In the records below, find the line that contains "headlight and report the position of each.". Retype that line and all the lines after it through the end, leaving out the pictures.

::::::::

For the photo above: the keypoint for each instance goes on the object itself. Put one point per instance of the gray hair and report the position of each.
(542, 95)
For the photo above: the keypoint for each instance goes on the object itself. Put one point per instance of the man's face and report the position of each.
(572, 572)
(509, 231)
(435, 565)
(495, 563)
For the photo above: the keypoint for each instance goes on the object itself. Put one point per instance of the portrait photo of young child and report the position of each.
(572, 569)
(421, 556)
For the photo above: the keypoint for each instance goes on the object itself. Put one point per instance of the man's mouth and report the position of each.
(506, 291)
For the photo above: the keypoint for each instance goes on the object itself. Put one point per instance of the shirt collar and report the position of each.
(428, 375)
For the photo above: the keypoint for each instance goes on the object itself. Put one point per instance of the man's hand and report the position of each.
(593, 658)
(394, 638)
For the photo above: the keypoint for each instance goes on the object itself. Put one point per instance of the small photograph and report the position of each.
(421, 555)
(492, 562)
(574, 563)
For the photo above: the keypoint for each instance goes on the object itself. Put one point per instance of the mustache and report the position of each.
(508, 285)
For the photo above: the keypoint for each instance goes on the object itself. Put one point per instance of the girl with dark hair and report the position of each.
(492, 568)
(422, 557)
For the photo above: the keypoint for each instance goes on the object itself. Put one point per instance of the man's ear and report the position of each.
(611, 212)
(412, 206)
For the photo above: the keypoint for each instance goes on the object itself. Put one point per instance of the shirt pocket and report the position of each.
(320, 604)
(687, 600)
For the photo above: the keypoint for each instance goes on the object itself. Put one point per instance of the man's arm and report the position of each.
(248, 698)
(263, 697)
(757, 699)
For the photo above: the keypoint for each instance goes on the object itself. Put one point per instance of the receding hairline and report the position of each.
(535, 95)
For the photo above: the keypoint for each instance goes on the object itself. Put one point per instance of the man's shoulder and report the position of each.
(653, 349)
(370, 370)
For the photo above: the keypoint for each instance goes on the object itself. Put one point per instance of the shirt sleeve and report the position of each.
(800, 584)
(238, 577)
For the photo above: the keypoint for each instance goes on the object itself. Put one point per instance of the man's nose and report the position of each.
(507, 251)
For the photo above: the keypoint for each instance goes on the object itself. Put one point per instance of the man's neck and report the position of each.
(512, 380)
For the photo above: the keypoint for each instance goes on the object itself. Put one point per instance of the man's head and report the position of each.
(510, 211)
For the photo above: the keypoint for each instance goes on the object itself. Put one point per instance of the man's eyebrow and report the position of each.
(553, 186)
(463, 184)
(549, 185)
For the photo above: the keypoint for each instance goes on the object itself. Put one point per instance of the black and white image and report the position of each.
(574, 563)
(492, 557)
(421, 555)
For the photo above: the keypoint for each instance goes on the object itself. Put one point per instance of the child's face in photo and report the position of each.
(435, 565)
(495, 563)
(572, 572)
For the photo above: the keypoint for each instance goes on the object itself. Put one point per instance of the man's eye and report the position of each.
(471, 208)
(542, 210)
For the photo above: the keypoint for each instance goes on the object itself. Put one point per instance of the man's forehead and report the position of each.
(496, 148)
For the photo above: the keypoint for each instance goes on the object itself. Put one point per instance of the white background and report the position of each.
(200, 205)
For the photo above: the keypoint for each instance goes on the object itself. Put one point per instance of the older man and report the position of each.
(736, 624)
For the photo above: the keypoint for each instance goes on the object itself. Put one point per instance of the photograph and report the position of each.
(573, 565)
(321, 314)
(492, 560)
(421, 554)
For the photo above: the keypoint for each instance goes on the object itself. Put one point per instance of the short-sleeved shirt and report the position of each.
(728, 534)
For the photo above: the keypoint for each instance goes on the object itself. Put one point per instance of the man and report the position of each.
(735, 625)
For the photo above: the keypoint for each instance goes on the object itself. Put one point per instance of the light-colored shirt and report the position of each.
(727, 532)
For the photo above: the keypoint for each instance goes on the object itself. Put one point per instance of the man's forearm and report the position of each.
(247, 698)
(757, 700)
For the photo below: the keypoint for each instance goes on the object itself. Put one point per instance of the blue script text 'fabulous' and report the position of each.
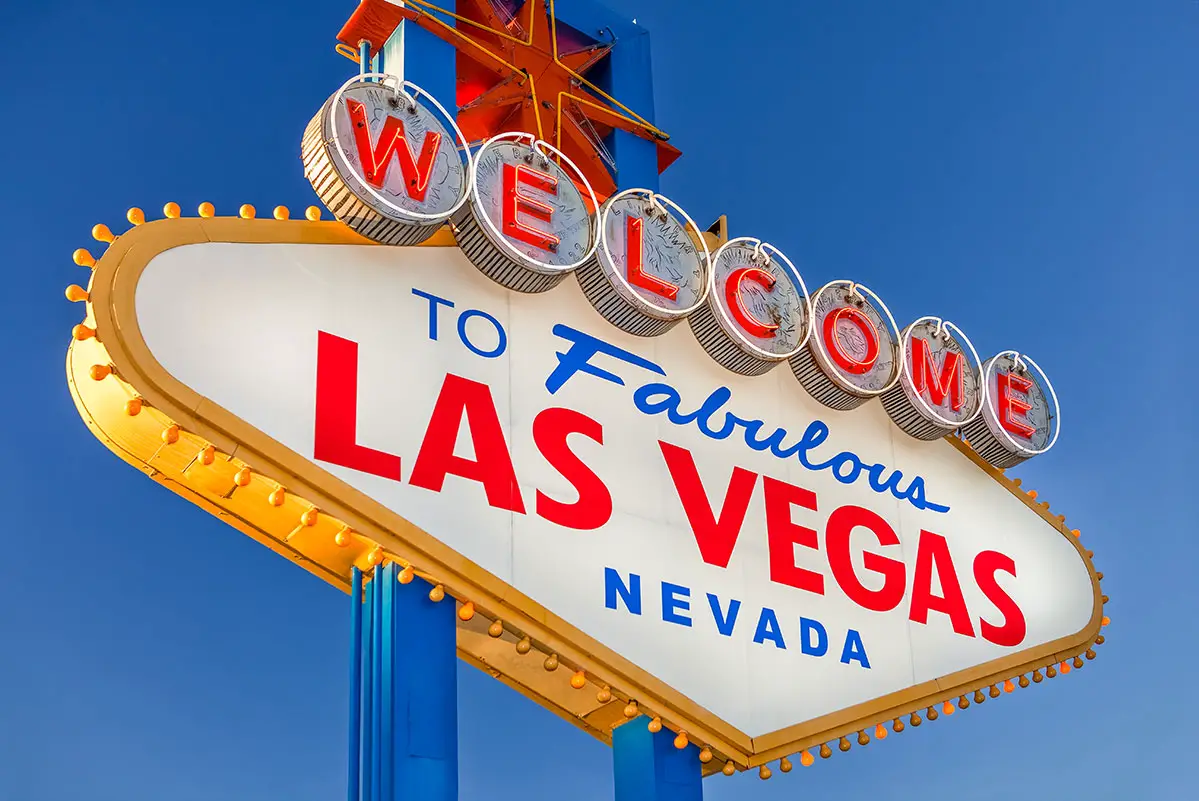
(660, 398)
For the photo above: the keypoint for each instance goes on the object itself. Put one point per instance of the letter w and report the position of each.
(375, 158)
(715, 537)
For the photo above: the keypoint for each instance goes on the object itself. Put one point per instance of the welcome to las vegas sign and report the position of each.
(661, 474)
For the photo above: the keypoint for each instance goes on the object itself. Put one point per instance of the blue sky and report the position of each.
(1026, 168)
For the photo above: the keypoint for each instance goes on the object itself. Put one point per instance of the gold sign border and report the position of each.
(293, 506)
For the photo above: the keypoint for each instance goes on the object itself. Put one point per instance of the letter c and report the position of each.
(753, 325)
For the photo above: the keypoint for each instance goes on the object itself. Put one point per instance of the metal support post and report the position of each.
(649, 768)
(404, 692)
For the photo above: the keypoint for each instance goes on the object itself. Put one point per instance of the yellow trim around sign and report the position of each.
(152, 421)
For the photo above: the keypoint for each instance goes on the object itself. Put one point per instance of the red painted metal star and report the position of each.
(522, 70)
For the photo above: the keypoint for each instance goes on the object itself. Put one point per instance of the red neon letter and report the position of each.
(782, 535)
(832, 339)
(1012, 632)
(514, 203)
(337, 410)
(837, 535)
(594, 507)
(492, 467)
(934, 552)
(375, 158)
(633, 258)
(760, 329)
(715, 537)
(1011, 410)
(925, 377)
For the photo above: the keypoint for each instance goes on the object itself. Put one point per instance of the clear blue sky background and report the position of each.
(1026, 168)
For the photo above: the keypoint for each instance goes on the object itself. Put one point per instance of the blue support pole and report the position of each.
(377, 688)
(431, 62)
(365, 694)
(426, 697)
(363, 58)
(351, 784)
(649, 768)
(637, 158)
(386, 703)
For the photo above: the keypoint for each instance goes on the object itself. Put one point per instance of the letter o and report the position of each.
(501, 336)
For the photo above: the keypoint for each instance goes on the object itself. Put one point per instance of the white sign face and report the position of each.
(770, 559)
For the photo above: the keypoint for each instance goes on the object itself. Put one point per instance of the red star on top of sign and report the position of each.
(519, 68)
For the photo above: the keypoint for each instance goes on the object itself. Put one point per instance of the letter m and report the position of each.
(925, 377)
(375, 157)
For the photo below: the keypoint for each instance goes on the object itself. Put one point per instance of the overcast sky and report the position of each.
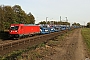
(75, 10)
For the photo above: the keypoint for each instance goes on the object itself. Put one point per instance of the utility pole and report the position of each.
(60, 18)
(46, 20)
(66, 19)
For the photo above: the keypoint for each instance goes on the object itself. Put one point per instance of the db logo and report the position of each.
(87, 59)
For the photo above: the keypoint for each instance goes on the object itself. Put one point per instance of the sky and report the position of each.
(75, 10)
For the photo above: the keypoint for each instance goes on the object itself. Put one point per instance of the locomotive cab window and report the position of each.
(14, 27)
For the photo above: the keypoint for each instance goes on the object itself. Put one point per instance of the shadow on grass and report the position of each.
(4, 35)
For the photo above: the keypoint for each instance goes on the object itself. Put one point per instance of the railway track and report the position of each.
(7, 47)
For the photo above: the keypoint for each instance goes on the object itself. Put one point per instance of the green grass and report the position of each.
(86, 36)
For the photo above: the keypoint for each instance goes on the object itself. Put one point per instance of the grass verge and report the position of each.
(86, 36)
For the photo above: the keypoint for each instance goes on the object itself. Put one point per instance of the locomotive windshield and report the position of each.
(14, 27)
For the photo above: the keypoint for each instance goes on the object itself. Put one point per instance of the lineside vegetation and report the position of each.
(86, 36)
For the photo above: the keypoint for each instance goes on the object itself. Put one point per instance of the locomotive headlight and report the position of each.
(40, 29)
(46, 30)
(51, 29)
(15, 31)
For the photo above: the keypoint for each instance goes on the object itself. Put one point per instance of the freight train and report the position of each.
(22, 30)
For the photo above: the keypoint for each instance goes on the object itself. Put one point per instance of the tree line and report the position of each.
(14, 15)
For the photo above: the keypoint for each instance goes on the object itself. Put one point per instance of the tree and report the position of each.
(31, 18)
(88, 24)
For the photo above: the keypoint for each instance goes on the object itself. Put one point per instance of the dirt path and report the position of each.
(72, 48)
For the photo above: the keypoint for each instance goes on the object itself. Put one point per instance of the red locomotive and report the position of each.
(20, 30)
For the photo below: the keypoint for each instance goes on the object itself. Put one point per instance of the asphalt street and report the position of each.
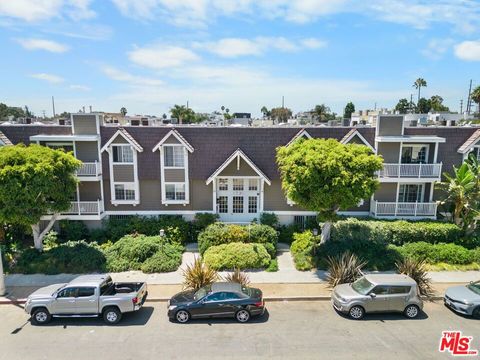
(289, 330)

::::::::

Finished task
For the photo above: the keypoint for each instance goes on the object itself. Put one point per instance of the locomotive headlight and report the position of each.
(40, 29)
(46, 30)
(51, 29)
(15, 31)
For the photo above: the keypoint for each instance goes on the object itself. Put one point per instance of the freight train and report the position of each.
(22, 30)
For the photo above: the keypoint for each instance goes on the object itself. Put one point per instance of the tree line and report the position of each.
(14, 15)
For the photo above: the keypoint for each instance goes on the object itself. Put one point per instance of the tree and report the position of each.
(31, 18)
(88, 24)
For the photo above: the keypoint for each instance goes on the object itself. Put one point per instance of the dirt path and report the position of each.
(72, 48)
For the photo above: the keypoint for each instance goes on the object itself. Put one point per instance of the red locomotive and report the position of each.
(20, 30)
For the photo below: the keypoint for each instance goes on the object itself. Put one point per instance of the asphalt street and report the position of each.
(289, 330)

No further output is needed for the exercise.